-------- Given records --------
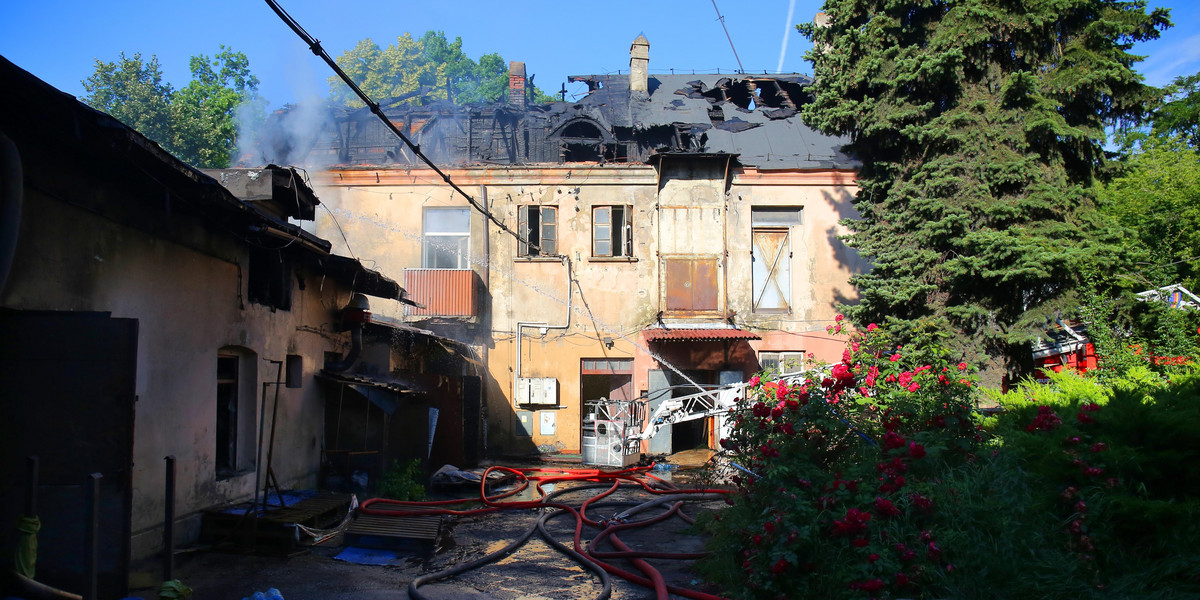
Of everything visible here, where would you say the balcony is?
[404,269,479,318]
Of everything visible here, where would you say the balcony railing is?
[404,269,479,317]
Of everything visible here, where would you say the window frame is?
[214,352,241,478]
[592,204,634,259]
[421,206,472,269]
[517,204,559,258]
[750,205,804,314]
[758,350,804,374]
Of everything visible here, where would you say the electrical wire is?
[266,0,541,250]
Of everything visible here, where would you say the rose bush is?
[707,322,983,598]
[702,323,1200,600]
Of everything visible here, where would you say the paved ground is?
[133,457,724,600]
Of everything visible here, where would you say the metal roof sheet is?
[642,328,762,342]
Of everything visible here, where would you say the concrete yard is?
[132,472,725,600]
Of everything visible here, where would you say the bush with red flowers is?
[706,323,983,598]
[702,316,1200,600]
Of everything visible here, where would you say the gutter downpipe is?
[512,254,574,408]
[0,133,24,294]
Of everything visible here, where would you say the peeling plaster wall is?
[0,190,349,560]
[316,164,868,452]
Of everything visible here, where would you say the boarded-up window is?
[518,206,558,257]
[662,258,720,312]
[751,208,802,312]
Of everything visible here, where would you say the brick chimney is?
[629,35,650,94]
[509,61,526,110]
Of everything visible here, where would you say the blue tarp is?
[334,546,407,566]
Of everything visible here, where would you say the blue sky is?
[0,0,1200,107]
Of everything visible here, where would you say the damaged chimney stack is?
[509,61,526,110]
[629,35,650,96]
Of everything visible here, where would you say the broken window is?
[592,206,634,257]
[750,206,803,313]
[214,346,258,479]
[517,206,558,257]
[246,246,292,311]
[559,120,605,162]
[421,209,470,269]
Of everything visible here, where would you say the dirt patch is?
[150,472,725,600]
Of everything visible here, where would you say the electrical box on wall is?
[517,377,558,407]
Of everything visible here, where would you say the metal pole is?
[25,456,37,517]
[254,382,270,518]
[83,473,104,600]
[162,455,175,581]
[263,360,283,512]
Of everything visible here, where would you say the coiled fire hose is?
[359,467,728,600]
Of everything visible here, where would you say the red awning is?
[642,328,762,342]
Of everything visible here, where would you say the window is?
[217,355,238,474]
[421,209,470,269]
[214,346,258,479]
[750,206,803,313]
[662,258,721,313]
[758,350,804,373]
[246,246,292,311]
[592,206,634,257]
[517,206,558,257]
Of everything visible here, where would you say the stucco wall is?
[2,186,349,559]
[314,162,868,451]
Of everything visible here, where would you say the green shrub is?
[378,458,425,502]
[702,328,1200,600]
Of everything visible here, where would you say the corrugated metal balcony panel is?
[404,269,479,317]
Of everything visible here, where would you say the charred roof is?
[252,74,858,169]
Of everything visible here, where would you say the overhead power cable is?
[266,0,541,250]
[710,0,746,73]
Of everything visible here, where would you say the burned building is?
[263,36,868,454]
[0,58,482,598]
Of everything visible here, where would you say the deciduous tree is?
[83,52,174,145]
[800,0,1170,380]
[329,31,553,107]
[172,46,266,168]
[83,46,265,168]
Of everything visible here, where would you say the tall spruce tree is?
[799,0,1170,383]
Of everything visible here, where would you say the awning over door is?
[642,328,762,342]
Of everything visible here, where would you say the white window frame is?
[421,206,470,269]
[592,204,634,258]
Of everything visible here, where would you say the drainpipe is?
[325,294,371,372]
[512,254,572,407]
[0,133,24,294]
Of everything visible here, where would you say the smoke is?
[246,97,337,168]
[236,53,337,168]
[775,0,796,73]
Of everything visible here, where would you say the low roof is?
[642,328,762,342]
[0,56,403,299]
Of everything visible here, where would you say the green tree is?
[83,52,174,146]
[1098,138,1200,292]
[172,46,266,168]
[329,31,552,107]
[1151,73,1200,149]
[83,46,266,168]
[800,0,1170,383]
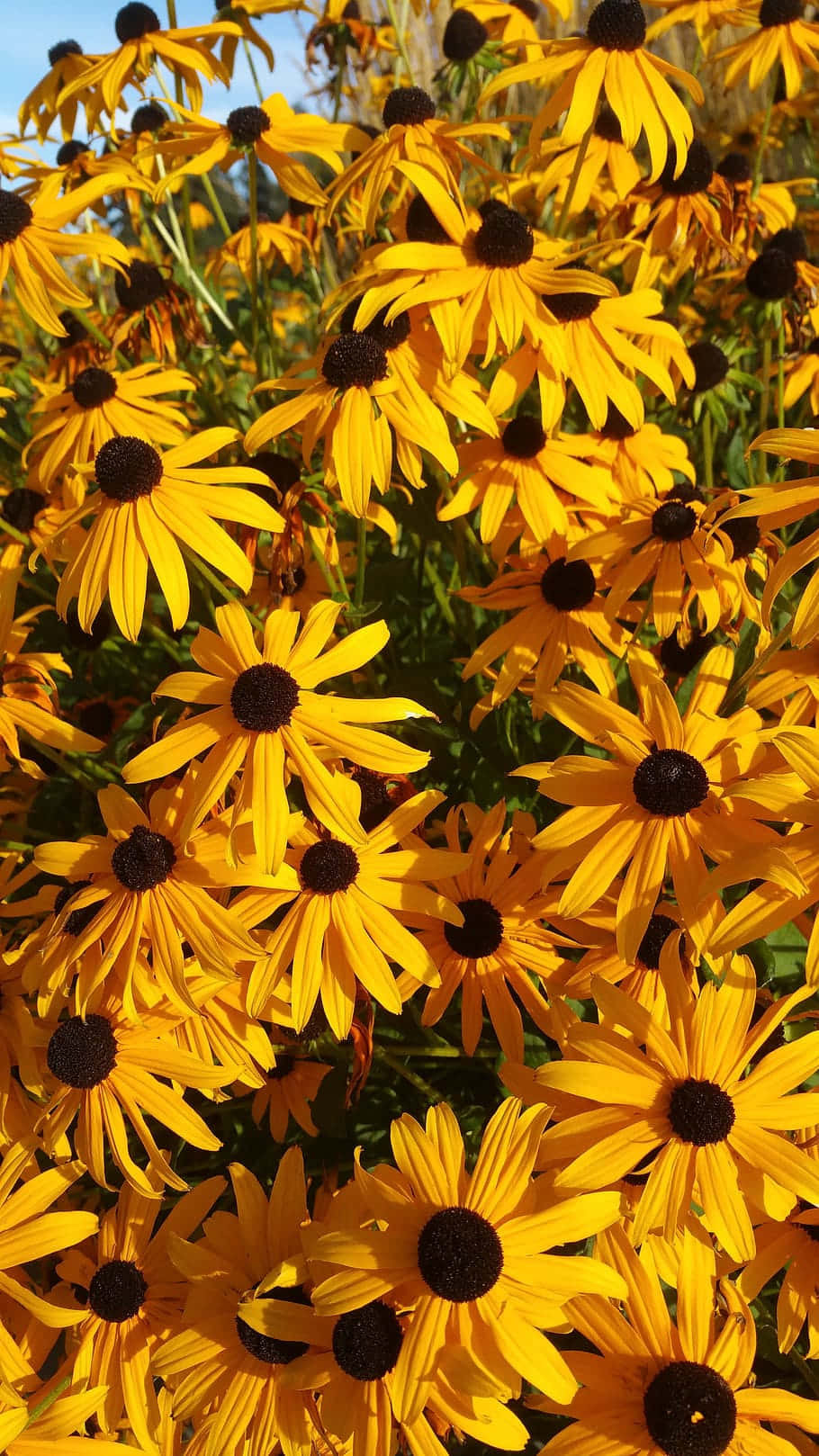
--------
*Problem to solve*. Please extract, unchanged, the data starting at the line that contains "Of everything visible here, where would you say the deciduous" and stopping at the end of the data. Leave the pictures out of your answer.

*Written answer*.
Of everything visible here, where would you say the deciduous tree is?
[83,52,174,145]
[800,0,1170,380]
[329,31,553,107]
[172,46,266,168]
[83,46,265,168]
Of everything visible here, where would you say the tall spruce tree is?
[799,0,1170,383]
Of everything visible here, where would you say the awning over door is?
[642,328,762,342]
Of everything visible here, where would you say the white window frame is?
[421,206,470,269]
[592,204,634,258]
Of everything visible here, where would you say the drainpipe is?
[325,294,371,372]
[512,254,572,407]
[0,133,24,294]
Of everything visible here, where would you say the smoke is?
[246,97,337,168]
[236,53,337,168]
[775,0,796,73]
Of everything visible here, where would you say the low roof is?
[642,328,762,342]
[0,56,403,299]
Of everything visible here, where would you say the green tree is?
[83,52,174,146]
[1098,138,1200,292]
[172,46,266,168]
[329,31,552,107]
[1151,73,1200,149]
[83,46,266,168]
[800,0,1170,383]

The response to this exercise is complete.